CLngPtr関数: LongPtrへの変換
CLngPtr関数は、与えられた式を LongPtr
型に変換します。LongPtr 型は、環境に応じて 32 ビットまたは 64 ビットのポインタサイズの整数として扱われ、主に API 呼び出しなどでアドレスやポインタを扱う場合に使用されます。
例:
Dim ptrValue As LongPtr ptrValue = CLngPtr(12345) ' 数値をポインタ型に変換
※ 実際のアプリケーションでは、オブジェクトのアドレスや API との連携に利用するケースが多いです。
CCur関数: Currencyへの変換
CCur関数は、与えられた式を Currency
型に変換します。Currency 型は、金額などの固定小数点数を扱う際に使用され、4 桁の小数部分を持ちます。計算の際に丸め誤差が生じにくいという特徴があります。
例:
Dim money As Currency money = CCur(123.4567) ' 結果は 123.4567 money = CCur("1000.50") ' 文字列から Currency への変換(結果は 1000.5)

****

* **設問**:
a: 本文抜粋のコード例で変換関数に渡されている値を、すべて挙げてください。
b: 本文抜粋のうち「CCur関数は、与えられた式を Currency」で始まる段落を、主要な事実を保ったまま箇条書きにまとめてください。
c: 本文抜粋の「CLngPtr関数: LongPtrへの変換」を含む語句から書き写し始め、「Currency への変換(結果は 1000.5)」の後で止めて、一字一句そのまま写してください。

****

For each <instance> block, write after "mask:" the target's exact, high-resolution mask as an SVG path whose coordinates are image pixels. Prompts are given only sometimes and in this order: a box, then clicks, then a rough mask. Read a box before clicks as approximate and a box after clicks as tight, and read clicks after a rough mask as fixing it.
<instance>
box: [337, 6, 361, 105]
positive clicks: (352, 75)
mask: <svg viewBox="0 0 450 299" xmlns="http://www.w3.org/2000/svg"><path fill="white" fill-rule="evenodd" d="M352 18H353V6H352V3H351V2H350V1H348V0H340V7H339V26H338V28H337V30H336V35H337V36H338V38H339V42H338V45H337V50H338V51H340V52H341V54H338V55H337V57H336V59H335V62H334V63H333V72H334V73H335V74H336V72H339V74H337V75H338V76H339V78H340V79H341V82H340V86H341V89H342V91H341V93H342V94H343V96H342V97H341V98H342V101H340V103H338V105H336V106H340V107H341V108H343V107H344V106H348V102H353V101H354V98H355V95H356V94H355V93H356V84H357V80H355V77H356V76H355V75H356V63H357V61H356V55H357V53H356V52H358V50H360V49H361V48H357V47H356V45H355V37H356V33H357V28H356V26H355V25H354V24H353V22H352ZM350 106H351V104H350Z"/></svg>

****

* **期待される出力**:
a:
- 12345
- 123.4567
- "1000.50"

b:
- CCur関数は式をCurrency型に変換する
- Currency型は金額などの固定小数点数を扱う際に使う
- 小数部は4桁
- 計算時に丸め誤差が生じにくい

c:
CLngPtr関数: LongPtrへの変換
CLngPtr関数は、与えられた式を LongPtr
型に変換します。LongPtr 型は、環境に応じて 32 ビットまたは 64 ビットのポインタサイズの整数として扱われ、主に API 呼び出しなどでアドレスやポインタを扱う場合に使用されます。
例:
Dim ptrValue As LongPtr ptrValue = CLngPtr(12345) ' 数値をポインタ型に変換
※ 実際のアプリケーションでは、オブジェクトのアドレスや API との連携に利用するケースが多いです。
CCur関数: Currencyへの変換
CCur関数は、与えられた式を Currency
型に変換します。Currency 型は、金額などの固定小数点数を扱う際に使用され、4 桁の小数部分を持ちます。計算の際に丸め誤差が生じにくいという特徴があります。
例:
Dim money As Currency money = CCur(123.4567) ' 結果は 123.4567 money = CCur("1000.50") ' 文字列から Currency への変換(結果は 1000.5)